▶ _SHORT PROBLEM_: Reproduce, character for character, the lines of the data from the one containing "of the apartment" through the final line, inclusive.

▶ _MATERIAL PROVIDED_:
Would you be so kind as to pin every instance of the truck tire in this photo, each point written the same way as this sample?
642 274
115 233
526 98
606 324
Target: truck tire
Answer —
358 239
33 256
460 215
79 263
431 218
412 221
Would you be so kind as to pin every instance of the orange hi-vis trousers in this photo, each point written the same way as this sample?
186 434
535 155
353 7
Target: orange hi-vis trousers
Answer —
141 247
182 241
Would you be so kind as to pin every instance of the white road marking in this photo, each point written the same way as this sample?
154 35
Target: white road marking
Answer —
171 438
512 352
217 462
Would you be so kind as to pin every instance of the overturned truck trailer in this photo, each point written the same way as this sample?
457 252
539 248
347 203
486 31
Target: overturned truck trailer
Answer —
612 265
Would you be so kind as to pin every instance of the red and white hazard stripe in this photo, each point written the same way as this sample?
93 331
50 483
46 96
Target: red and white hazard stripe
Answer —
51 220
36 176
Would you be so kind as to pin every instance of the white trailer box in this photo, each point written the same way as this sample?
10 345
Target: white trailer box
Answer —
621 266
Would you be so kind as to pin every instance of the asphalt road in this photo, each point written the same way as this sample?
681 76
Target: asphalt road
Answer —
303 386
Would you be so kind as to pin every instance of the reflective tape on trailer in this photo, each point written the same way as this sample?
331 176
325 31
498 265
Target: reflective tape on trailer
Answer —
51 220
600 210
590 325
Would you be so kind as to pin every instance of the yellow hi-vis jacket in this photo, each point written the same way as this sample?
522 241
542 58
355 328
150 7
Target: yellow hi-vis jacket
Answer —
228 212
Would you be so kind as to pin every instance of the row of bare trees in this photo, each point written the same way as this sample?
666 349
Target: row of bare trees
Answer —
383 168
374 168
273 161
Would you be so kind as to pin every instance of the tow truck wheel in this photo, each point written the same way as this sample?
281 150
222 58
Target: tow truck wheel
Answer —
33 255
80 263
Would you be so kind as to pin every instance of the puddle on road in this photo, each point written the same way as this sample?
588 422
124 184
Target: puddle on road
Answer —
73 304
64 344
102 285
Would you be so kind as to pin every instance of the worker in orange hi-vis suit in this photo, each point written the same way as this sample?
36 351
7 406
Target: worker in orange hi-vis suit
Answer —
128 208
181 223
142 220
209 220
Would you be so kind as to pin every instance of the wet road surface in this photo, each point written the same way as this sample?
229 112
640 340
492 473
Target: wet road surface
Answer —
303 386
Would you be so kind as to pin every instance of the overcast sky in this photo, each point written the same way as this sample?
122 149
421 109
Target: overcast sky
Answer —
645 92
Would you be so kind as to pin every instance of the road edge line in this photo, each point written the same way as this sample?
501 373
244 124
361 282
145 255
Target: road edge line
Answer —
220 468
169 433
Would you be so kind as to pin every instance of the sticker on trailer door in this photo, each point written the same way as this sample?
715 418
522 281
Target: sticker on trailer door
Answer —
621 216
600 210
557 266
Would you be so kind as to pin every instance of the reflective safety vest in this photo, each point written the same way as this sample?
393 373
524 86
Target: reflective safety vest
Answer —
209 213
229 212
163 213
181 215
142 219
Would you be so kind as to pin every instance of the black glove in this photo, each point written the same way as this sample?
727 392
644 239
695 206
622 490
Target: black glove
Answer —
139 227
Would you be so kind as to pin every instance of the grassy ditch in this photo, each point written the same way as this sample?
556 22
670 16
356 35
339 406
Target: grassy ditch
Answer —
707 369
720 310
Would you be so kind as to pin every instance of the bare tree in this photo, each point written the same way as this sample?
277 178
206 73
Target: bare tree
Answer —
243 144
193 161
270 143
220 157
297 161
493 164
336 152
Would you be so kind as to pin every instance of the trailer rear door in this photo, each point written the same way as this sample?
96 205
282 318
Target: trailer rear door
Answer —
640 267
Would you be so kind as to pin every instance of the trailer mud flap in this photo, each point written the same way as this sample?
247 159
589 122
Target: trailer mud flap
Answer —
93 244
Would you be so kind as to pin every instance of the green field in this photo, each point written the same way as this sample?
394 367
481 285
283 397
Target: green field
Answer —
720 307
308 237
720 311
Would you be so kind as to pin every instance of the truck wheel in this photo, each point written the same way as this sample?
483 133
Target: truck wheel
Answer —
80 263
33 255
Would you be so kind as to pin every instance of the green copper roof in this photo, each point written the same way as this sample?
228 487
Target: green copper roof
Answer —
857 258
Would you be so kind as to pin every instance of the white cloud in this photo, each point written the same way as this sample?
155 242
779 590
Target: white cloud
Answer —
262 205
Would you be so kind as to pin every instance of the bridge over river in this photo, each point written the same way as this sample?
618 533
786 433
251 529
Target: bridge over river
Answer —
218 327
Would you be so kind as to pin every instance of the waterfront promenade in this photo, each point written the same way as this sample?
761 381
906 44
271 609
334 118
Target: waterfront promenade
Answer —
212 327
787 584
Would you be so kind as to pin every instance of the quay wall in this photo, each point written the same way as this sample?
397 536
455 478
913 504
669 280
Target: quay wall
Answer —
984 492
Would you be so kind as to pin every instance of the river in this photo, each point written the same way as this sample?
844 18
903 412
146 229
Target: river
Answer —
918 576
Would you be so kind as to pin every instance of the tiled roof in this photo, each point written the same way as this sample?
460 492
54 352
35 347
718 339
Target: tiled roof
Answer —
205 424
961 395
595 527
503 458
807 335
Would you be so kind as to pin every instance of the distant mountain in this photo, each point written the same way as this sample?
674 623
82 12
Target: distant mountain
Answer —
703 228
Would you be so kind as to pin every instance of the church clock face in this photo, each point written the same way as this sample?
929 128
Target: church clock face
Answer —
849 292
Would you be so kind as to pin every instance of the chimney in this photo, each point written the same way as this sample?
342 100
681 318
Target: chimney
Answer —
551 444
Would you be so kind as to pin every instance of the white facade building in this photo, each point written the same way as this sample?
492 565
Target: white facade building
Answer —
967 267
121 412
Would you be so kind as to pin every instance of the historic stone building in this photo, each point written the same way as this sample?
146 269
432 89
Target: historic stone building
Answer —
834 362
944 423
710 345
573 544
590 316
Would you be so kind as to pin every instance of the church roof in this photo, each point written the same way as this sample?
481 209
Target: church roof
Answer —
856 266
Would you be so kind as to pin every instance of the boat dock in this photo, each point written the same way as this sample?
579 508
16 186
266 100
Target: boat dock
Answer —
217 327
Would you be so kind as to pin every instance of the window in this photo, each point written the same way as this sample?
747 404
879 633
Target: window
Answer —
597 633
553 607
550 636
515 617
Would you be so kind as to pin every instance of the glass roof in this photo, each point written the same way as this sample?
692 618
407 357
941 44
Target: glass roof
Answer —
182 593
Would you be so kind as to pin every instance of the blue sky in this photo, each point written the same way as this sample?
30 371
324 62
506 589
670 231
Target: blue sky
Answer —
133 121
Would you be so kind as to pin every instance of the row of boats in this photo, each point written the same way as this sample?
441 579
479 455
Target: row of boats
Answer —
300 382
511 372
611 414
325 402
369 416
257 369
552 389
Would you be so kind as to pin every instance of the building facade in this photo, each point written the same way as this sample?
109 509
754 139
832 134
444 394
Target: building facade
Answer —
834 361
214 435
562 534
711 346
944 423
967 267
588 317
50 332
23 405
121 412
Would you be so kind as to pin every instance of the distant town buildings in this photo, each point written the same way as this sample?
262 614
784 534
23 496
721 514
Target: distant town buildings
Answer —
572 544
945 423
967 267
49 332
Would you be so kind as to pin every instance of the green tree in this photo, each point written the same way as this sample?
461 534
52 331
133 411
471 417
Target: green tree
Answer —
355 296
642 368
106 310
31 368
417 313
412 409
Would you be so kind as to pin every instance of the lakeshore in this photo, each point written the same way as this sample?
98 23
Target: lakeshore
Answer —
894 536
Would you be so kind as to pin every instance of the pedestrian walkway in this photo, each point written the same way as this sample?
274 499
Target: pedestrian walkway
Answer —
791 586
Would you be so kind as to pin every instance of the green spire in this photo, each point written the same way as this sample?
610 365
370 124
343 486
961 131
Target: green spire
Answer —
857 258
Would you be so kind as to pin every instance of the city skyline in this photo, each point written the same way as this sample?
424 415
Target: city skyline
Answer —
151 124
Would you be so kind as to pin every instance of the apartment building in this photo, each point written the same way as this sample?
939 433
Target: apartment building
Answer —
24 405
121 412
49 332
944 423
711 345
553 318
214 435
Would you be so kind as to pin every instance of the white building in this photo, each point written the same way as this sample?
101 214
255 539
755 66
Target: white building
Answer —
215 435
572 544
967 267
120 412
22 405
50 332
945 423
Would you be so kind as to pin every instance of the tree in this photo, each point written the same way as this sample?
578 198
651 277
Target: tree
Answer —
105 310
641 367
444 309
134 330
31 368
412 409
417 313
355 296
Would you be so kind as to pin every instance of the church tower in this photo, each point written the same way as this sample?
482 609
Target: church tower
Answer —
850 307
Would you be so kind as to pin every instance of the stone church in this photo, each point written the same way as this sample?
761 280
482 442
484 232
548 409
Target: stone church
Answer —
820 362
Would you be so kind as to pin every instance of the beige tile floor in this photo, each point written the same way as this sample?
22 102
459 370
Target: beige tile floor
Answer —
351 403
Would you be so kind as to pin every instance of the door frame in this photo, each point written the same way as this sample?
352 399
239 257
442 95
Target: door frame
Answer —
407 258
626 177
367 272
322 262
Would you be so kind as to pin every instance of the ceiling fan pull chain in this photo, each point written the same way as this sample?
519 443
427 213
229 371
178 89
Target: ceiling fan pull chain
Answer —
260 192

▶ _TASK RESPONSE_:
Would you be so kind as to pin every instance of the apartment building in this photo, each point written the same way as this sample?
939 433
Target: apartment building
Answer —
24 405
121 412
49 332
944 423
711 345
553 318
214 435
Would you be so kind as to pin every instance of the white building in this photo, each point written the same way as this sample?
101 214
255 539
755 66
Target: white building
Answer —
215 435
572 544
967 267
120 412
22 405
50 332
945 423
Would you be so kind as to pin every instance of the tree in this photo, each point written the same way as this sample?
578 198
651 277
Target: tree
Answer —
105 310
641 367
444 309
134 330
31 368
412 409
417 313
355 296
Would you be so kind as to pin every instance of the church tower in this photo, each point written the same way as this sample?
482 609
Target: church tower
Answer —
850 307
Would you be so kind as to pin every instance of the stone church in this photo, each point written the same way as this sample?
761 280
482 442
484 232
548 409
Target: stone church
Answer —
820 362
Would you be so kind as to pin every instance of the beige tile floor in this photo, each point written the same way as this sample?
22 102
459 370
Target: beige tile floor
Answer —
351 403
Would you be so kind as to pin every instance of the door frame in this photo, each point written the same way as this sample?
352 399
239 257
442 95
Target: door frame
Answer —
407 258
626 177
367 272
322 262
Would you be so kind as to pin every instance of the ceiling fan pull chain in this photo, each point written the same way as this sample?
519 443
427 213
229 371
178 89
Target: ceiling fan pull chain
Answer —
260 192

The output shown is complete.